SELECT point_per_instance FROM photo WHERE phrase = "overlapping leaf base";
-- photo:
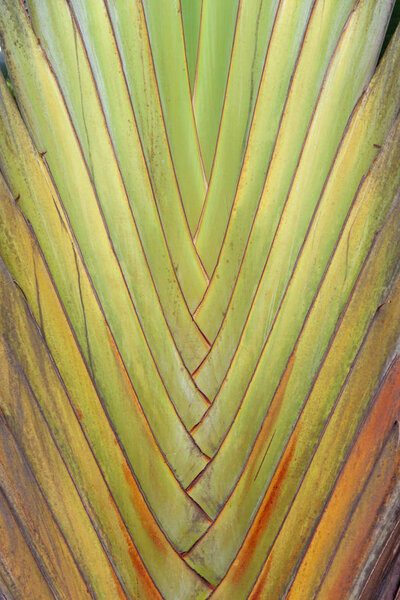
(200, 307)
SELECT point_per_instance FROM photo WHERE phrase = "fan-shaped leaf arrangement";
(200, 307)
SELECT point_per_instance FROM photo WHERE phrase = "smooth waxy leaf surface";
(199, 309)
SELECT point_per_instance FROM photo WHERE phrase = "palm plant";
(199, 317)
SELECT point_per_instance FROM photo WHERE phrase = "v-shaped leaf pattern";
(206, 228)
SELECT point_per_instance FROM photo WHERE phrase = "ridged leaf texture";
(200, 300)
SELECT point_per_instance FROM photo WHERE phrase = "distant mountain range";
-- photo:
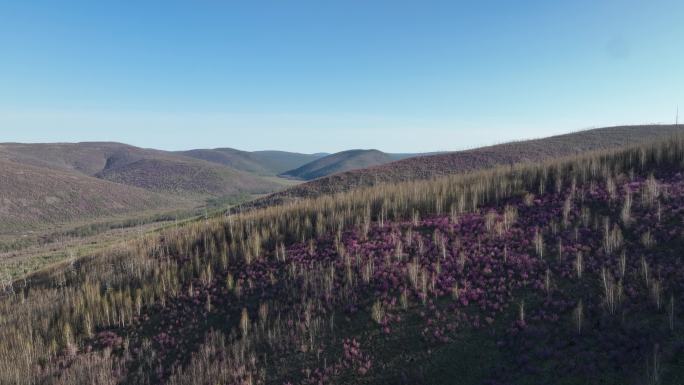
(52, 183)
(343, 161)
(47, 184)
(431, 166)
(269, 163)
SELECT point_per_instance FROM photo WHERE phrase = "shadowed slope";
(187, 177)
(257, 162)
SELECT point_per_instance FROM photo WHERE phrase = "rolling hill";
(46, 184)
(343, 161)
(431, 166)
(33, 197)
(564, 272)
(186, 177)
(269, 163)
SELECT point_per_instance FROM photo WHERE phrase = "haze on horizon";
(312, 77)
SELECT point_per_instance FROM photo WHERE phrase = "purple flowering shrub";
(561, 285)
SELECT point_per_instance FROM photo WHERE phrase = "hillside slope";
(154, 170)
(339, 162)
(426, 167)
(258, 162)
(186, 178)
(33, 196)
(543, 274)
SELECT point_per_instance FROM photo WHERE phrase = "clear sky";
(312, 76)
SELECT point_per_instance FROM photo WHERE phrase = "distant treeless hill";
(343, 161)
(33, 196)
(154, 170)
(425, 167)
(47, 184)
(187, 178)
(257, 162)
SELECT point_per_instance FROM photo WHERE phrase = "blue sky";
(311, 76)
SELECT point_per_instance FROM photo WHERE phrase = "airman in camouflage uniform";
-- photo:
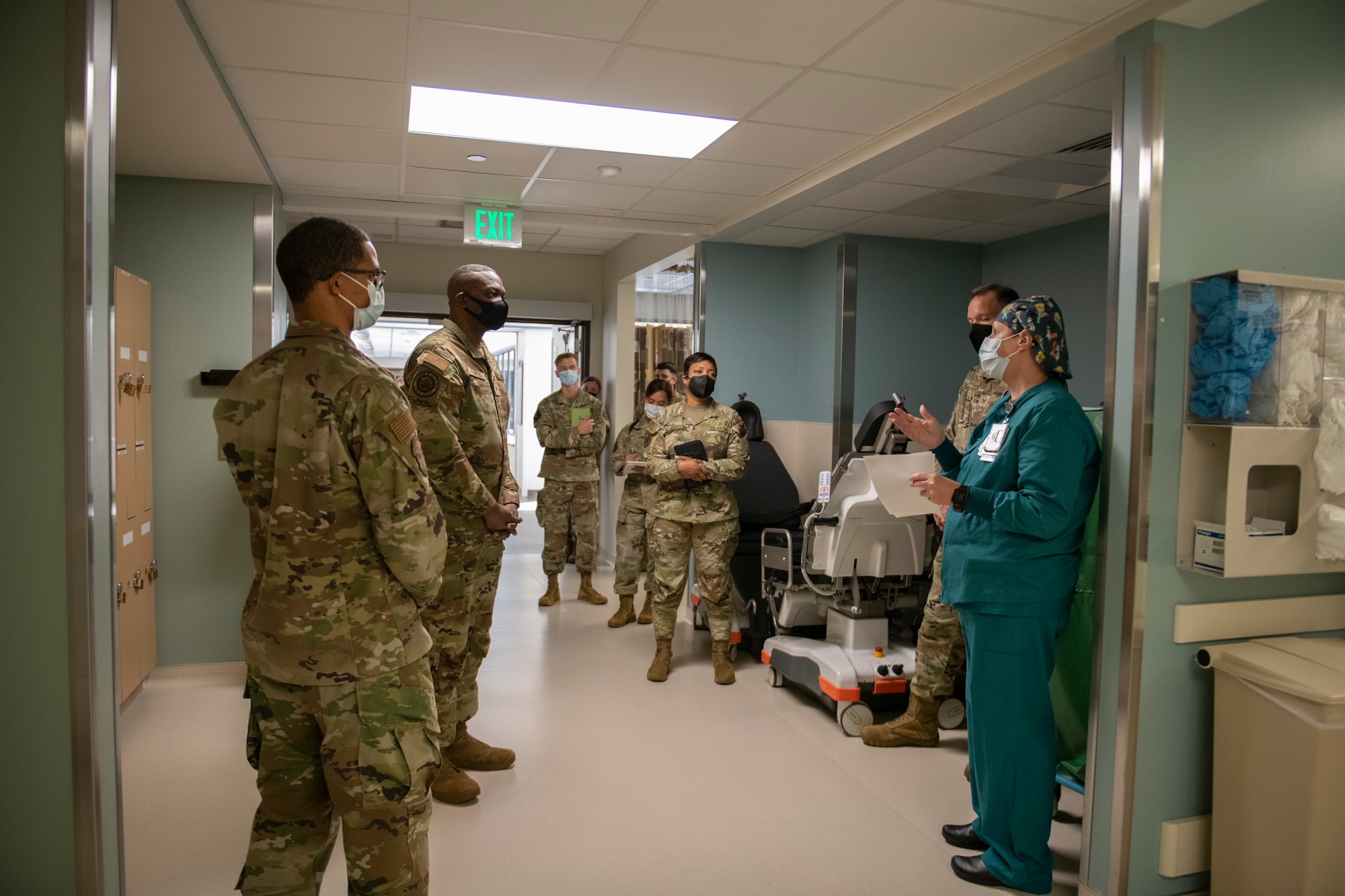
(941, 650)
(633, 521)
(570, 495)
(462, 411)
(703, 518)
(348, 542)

* * *

§ **INSTRUCTIONS FOR THE TASK**: Repeat the listing word for word, but without its pictures.

§ **THE ANSWER**:
SELECT point_per_instance FROM photo WHERE phrase = "overlapping leaf base";
-- photo:
(200, 307)
SELECT point_per_instance FROM photo WHERE phrase = "fan-shaped leaf arrangement";
(200, 307)
SELECT point_per_instance FROM photo WHERE phrase = "smooth waxy leaf surface";
(199, 309)
SELECT point_per_instance FROM photo WHERE phrase = "palm plant";
(199, 317)
SELECT point_per_instance FROM photo WHERE phrase = "v-shaped leaf pattern";
(206, 228)
SELECT point_per_instance FROM photo WHERE phrase = "ridged leaf texture";
(200, 300)
SELECT point_per_instance FROM photo WHERE phrase = "distant mountain range";
-- photo:
(52, 183)
(343, 161)
(47, 184)
(431, 166)
(269, 163)
SELECT point_per_instance FROM photo WHERE phrase = "shadowed slope";
(187, 177)
(257, 162)
SELECT point_per_instance FROM photo WHERE phrase = "rolling hill";
(46, 184)
(343, 161)
(431, 166)
(33, 197)
(564, 272)
(186, 177)
(269, 163)
SELECT point_per_instance FROM photo WHERE phrase = "haze on horizon";
(312, 77)
SELECT point_per_instance FROM photo WHERE phrase = "purple flowering shrub";
(561, 285)
SELECT point_per_instance FROM photo WHERE phrase = "hillside slope";
(154, 170)
(339, 162)
(426, 167)
(258, 162)
(186, 178)
(33, 196)
(543, 274)
SELECT point_per_instance FROM photo WHERE phrase = "clear sky";
(312, 76)
SELECT point_per_instance FROM photo WHERE phrase = "distant treeless hill";
(343, 161)
(33, 196)
(154, 170)
(425, 167)
(47, 184)
(187, 178)
(257, 162)
SELECT point_per_instance FROM photo WHERE phrase = "blue sky";
(311, 76)
SELECT point_per_instance FROM photo WHERE phrase = "airman in camouflage uniform";
-- photo:
(941, 650)
(633, 521)
(570, 495)
(462, 411)
(703, 518)
(348, 542)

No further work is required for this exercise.